**Textauszug**
Die Wolfenbütteler Landrätin und Vorsitzende der Asse-2-Begleitgruppe, Christiana Steinbrügge, bewertete den Bericht nach erster Durchsicht positiv. „Ein wesentliches Element des Rückholplans für den Atommüll aus der Schachtanlage Asse II, die Entscheidung der BGE für ein Asse-nahes Zwischenlager, ist durch die Experten nach dem ersten Eindruck sehr ausführlich und differenziert und mit großer Fachkenntnis kritisch beleuchtet worden“, sagte sie.
In das frühere Salzbergwerk Asse II waren zwischen 1967 und 1978 rund 126.000 Fässer mit schwach und mittelradioaktivem Atommüll sowie chemischen Abfällen eingelagert worden. Nach Einschätzung der BGE sind mehrere Behälter inzwischen zerstört und die Abfälle ausgetreten. Weil die Grube einzustürzen und voll Wasser zu laufen droht, sollen die Fässer nach Möglichkeit geborgen werden. Die Nachbarschächte Asse 1 und Asse 3 waren schon früher vollgelaufen und aufgegeben worden.
Nach ihrer Rückholung müssen die Asse-Abfälle zunächst zwischengelagert werden, bis eine Endlagerung in einer dafür geeigneten Lagerstätte möglich ist. Das zurzeit von der BGE zum nationalen Endlager für schwach und mittelradioaktive Abfälle ausgebaute frühere Eisenbergwerk Schacht Konrad in Salzgitter kann die Fässer aus der Asse aus Platzgründen nicht aufnehmen.

**Datensätze zur Übung**
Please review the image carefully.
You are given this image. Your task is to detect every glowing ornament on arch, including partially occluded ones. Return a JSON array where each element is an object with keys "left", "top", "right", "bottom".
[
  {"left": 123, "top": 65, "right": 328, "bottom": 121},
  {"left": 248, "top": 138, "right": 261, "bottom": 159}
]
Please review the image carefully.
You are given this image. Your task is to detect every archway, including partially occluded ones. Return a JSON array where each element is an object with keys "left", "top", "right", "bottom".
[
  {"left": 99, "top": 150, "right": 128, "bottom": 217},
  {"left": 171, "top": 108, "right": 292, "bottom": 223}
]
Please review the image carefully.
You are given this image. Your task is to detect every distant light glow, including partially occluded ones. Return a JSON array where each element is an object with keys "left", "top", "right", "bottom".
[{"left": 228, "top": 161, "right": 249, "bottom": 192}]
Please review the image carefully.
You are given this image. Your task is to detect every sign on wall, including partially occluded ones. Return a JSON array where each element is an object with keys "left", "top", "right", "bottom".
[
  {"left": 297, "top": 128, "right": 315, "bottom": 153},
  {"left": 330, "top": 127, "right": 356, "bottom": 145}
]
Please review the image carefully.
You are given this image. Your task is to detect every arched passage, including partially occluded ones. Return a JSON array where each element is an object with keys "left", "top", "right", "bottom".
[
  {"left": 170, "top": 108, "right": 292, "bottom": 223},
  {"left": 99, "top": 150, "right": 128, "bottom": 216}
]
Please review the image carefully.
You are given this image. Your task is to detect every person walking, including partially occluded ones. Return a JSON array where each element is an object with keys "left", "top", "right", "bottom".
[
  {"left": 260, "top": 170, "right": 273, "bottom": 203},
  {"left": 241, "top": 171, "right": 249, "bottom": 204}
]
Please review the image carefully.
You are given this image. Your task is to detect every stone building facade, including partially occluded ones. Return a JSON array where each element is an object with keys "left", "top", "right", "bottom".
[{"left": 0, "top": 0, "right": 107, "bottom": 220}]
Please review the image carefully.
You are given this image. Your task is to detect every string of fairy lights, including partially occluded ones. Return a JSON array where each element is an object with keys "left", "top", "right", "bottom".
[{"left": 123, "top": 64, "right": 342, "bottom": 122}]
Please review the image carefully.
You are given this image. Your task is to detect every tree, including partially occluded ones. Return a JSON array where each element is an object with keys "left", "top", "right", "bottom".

**Schriftliche Aufgaben**
A. Wie viele Fässer wurden laut dem Textauszug zwischen 1967 und 1978 in das frühere Salzbergwerk Asse II eingelagert?
B. Liste jede Zeile der Datensätze auf, in der das Wort „glowing“ vorkommt.
Der Textauszug und die Datensätze haben nichts miteinander zu tun.

**Lösungen**
A. Rund 126.000 Fässer.

B.
You are given this image. Your task is to detect every glowing ornament on arch, including partially occluded ones. Return a JSON array where each element is an object with keys "left", "top", "right", "bottom".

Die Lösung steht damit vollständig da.